● AUFGABE A
Gib aus den Datensätzen alles von der Zeile mit "Mark each instance of the bare" bis zum Ende der Datensätze wortgetreu wieder.

Alles begann im letzten Frühling. Es war ein Sonntag Abend und ich packte wie üblich meinen Koffer für die nächste Woche - Anzüge, Kleider und was ich sonst noch für meine drei Tage auf Geschäftsreise benötigen würde. Ich war soweit startklar, um am nächsten Morgen in den Zug zu steigen. Gemütlich auf der Couch lümmelnd hörte ich auf einmal, dass mein Geschäftshandy den Eingang einer Email meldete. Am Sonntag nach 23 Uhr? Da stimmte doch eindeutig etwas nicht. Also erhob ich mich von meinem gemütlichen Platz und ging zu meiner Handtasche und fischte den kleinen Störenfried heraus und prüfte den Posteingang. Der Geschäftsführer meiner Firma cancelte bis auf weiteres alle Geschäftsreisen der Berater - damit begann der Coronaausnahmezustand. Ich ging noch völlig verblüfft in mein Schlafzimmer, sah den offenen Koffer und meine Neuerwerbung, die oben auf lag: ein klassisches Kleid von Burburry, das ich in einem Secondhandshop erworben hatte.
Es dauerte bis September, bis mein Kleid die Gelegenheit bekam seinen großen Aufritt hinzulegen.
Ein Jahr lang sah ich dabei zu wie meine hübschen Anzüge, Kleider und Kostüme im Schrank hängen blieben und mein täglicher Bedarf an Kleidung auf ein Mindestmaß zusammenschrumpfte.
Ich war frustriert und traurig - all diese liebevoll zusammengetragenen Kostbarkeiten hatten es doch verdient getragen zu werden. Die Welt musste sie sehen. Stattdessen fristeten sie nun ein unspektakuläres Dasein hinter den weißen Türen meines Kleiderschranks.
All dies nahm ich zum Anlass über die Kleidung nachzudenken, die ich mir im Laufe eines Jahres in der Regel kaufte - hier ein Teil und dort noch eins. Seit vielen Jahren kaufe ich mir alles wozu ich so Lust habe. Was sich im Laufe der Zeit geändert hat? Ich kaufe fast ausschließlich ökologisch korrekte Kleidung oder Secondhandware. Aber die Menge war nichts desto trotz beeindruckend. Und war sie überhaupt nötigt?
Und mit dieser Frage stellte sich die Nächste. Was ist mit meinen Schuhen, den Tüchern, den Gürteln? Da musste sich doch etwas tun lassen! Also beschloss ich fürs neue Jahr eine Challange auszurufen.
Ich wollte mir ein Jahr lang keine Kleidung kaufen. Ja, auch keine Schuhe!

● AUFGABE B
Zähle alle Arten von Kleidungsstücken und Accessoires auf, die der Text über den Verzicht auf Kleiderkäufe in der Mehrzahl nennt.

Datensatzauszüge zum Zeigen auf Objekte
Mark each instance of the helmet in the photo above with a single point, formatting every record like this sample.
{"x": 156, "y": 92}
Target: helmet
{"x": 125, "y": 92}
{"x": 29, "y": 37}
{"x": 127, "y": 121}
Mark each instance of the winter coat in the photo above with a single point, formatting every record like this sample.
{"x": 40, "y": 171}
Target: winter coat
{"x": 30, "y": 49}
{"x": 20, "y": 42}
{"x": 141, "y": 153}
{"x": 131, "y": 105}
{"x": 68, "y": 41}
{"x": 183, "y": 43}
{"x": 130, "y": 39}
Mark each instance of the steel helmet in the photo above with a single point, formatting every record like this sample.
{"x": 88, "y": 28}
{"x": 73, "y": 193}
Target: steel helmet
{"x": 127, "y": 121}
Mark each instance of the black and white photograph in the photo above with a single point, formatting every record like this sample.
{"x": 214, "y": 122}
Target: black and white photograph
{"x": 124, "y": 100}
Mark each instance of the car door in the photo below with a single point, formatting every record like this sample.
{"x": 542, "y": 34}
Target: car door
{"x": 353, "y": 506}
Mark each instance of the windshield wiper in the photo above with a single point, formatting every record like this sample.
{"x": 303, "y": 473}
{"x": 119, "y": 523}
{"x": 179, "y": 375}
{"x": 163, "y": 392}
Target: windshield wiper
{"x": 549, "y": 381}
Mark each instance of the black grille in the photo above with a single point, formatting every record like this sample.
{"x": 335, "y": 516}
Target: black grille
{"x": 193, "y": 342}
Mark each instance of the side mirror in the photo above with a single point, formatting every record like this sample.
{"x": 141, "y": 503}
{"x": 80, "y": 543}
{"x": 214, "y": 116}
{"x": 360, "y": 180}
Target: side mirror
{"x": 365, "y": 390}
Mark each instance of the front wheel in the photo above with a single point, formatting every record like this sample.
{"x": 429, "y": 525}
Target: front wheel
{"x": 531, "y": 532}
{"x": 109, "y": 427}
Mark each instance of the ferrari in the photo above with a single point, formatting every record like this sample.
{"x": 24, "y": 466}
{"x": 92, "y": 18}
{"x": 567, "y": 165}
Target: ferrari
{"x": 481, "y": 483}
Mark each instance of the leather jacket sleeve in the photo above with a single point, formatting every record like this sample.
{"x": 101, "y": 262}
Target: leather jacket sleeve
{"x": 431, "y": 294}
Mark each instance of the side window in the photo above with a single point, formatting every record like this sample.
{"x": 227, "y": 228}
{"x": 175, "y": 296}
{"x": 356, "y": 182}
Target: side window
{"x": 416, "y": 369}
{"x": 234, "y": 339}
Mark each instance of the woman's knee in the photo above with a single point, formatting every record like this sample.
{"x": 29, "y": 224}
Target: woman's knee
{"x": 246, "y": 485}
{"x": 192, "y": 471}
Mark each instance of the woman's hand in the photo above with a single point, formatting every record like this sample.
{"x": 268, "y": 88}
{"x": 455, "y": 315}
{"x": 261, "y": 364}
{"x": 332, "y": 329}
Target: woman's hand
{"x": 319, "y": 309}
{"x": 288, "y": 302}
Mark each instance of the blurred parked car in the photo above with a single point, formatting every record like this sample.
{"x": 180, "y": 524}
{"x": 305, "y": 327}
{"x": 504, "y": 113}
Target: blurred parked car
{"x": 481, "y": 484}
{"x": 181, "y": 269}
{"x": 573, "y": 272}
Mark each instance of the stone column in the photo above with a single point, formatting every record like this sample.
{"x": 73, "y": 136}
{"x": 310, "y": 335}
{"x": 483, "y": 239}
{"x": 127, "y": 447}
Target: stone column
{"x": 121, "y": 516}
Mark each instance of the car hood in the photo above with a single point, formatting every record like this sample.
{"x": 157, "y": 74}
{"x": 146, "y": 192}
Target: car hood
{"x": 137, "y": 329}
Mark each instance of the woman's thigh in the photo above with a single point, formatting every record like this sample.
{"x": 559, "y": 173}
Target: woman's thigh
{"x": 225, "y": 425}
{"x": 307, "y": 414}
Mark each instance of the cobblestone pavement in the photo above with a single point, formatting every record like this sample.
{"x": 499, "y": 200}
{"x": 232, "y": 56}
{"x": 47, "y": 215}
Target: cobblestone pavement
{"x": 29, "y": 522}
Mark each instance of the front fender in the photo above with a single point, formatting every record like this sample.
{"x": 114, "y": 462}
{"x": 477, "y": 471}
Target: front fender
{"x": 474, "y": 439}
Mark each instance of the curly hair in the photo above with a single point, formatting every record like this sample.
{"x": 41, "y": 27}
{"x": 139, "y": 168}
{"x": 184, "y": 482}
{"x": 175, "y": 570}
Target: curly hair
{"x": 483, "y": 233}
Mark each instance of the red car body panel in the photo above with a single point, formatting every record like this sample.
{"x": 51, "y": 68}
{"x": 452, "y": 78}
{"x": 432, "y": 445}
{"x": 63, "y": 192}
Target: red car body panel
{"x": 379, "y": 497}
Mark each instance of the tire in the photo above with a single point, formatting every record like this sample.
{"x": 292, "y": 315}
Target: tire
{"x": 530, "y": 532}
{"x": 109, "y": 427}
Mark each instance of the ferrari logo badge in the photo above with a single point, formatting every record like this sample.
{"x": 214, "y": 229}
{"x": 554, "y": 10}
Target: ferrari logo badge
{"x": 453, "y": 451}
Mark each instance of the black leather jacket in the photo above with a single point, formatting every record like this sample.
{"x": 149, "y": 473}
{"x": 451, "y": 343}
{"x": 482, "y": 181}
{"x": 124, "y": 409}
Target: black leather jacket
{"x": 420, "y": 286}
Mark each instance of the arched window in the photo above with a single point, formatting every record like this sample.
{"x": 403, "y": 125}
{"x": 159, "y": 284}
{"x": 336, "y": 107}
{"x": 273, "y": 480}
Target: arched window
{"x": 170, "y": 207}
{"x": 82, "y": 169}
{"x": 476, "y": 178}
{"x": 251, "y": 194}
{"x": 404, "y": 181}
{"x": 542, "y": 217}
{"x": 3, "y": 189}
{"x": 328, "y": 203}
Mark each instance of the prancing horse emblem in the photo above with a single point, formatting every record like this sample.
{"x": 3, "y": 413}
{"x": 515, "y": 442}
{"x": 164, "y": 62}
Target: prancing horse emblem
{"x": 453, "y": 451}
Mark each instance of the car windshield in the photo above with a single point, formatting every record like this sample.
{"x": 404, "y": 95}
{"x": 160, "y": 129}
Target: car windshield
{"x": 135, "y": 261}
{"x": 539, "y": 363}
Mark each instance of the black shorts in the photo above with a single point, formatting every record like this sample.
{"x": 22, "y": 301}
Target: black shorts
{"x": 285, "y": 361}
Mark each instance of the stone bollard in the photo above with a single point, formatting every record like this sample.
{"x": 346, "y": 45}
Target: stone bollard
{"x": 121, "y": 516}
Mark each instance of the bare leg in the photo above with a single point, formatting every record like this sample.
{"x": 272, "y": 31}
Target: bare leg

● VOLLSTÄNDIGE LÖSUNG A
Mark each instance of the bare leg in the photo above with a single point, formatting every record like this sample.
{"x": 272, "y": 31}
Target: bare leg

● VOLLSTÄNDIGE LÖSUNG B
Anzüge, Kleider, Kostüme, Schuhe, Tücher, Gürtel